ACTIONS REQUISES »
1. D'après l'article, à quelle date la Zone de libre-échange continentale africaine a-t-elle été lancée ?
2. Recopiez le passage de l'article qui commence par "Officiellement, les raisons" et va jusqu'à "de problèmes politiques.".
3. Présentez sous forme de liste le paragraphe de l'article qui commence par « Officiellement, les raisons de ce retard », en conservant ses faits principaux.

ARTICLE »

L’échec du lancement de l’eco en juillet 2020 constitue la cinquième tentative en une vingtaine d’années. Cette fois, il n’y a pas de nouvelle date et, à la place, des discussions sont en cours sur une nouvelle feuille de route. Les projets régionaux tels que l’eco de l’Afrique de l’Ouest sont essentiels à une meilleure intégration économique, un enjeu crucial au moment du lancement, le 1er janvier 2021, de la Zone de libre-échange continentale africaine (ZLECAf).
Officiellement, les raisons de ce retard sont principalement économiques, les États membres ne sont pas en mesure de satisfaire aux critères de convergence pour le lancement de la monnaie unique. Il s’agit notamment de l’inflation, du ratio dette/PIB, du déficit budgétaire et de son financement, des réserves et de la stabilité du taux de change. Or, même en surmontant ces obstacles, cette monnaie ne pourra certainement pas prendre son envol en raison de problèmes politiques.

DONNÉES ENREGISTRÉES »
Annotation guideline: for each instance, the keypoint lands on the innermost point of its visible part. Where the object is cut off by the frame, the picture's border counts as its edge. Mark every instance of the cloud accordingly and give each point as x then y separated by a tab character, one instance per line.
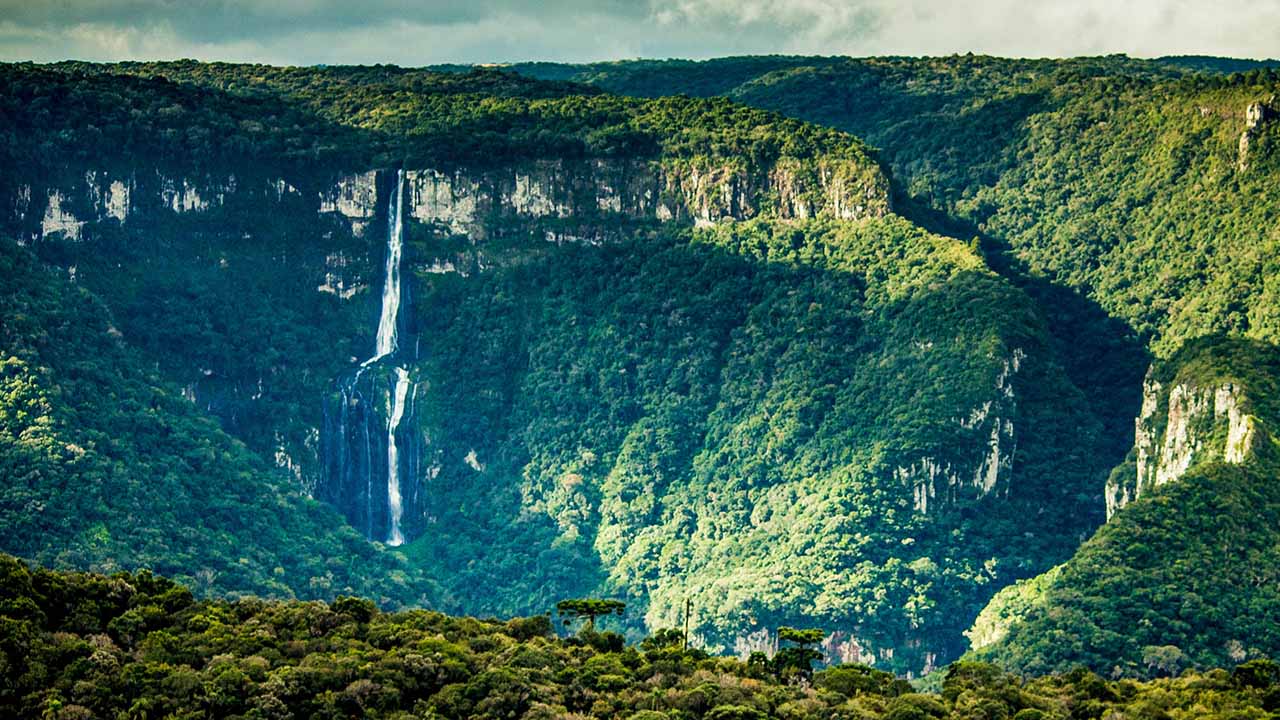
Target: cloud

LISTE DES RÉPONSES »
1. Le 1er janvier 2021.

2.
Officiellement, les raisons de ce retard sont principalement économiques, les États membres ne sont pas en mesure de satisfaire aux critères de convergence pour le lancement de la monnaie unique. Il s’agit notamment de l’inflation, du ratio dette/PIB, du déficit budgétaire et de son financement, des réserves et de la stabilité du taux de change. Or, même en surmontant ces obstacles, cette monnaie ne pourra certainement pas prendre son envol en raison de problèmes politiques.

3.
- Officiellement, le retard tient surtout à des raisons économiques : les États membres ne satisfont pas aux critères de convergence requis pour lancer la monnaie unique.
- Ces critères portent notamment sur l'inflation, le ratio dette/PIB, le déficit budgétaire et son financement, les réserves et la stabilité du taux de change.
- Même si ces obstacles étaient surmontés, des problèmes politiques empêcheraient certainement la monnaie de prendre son envol.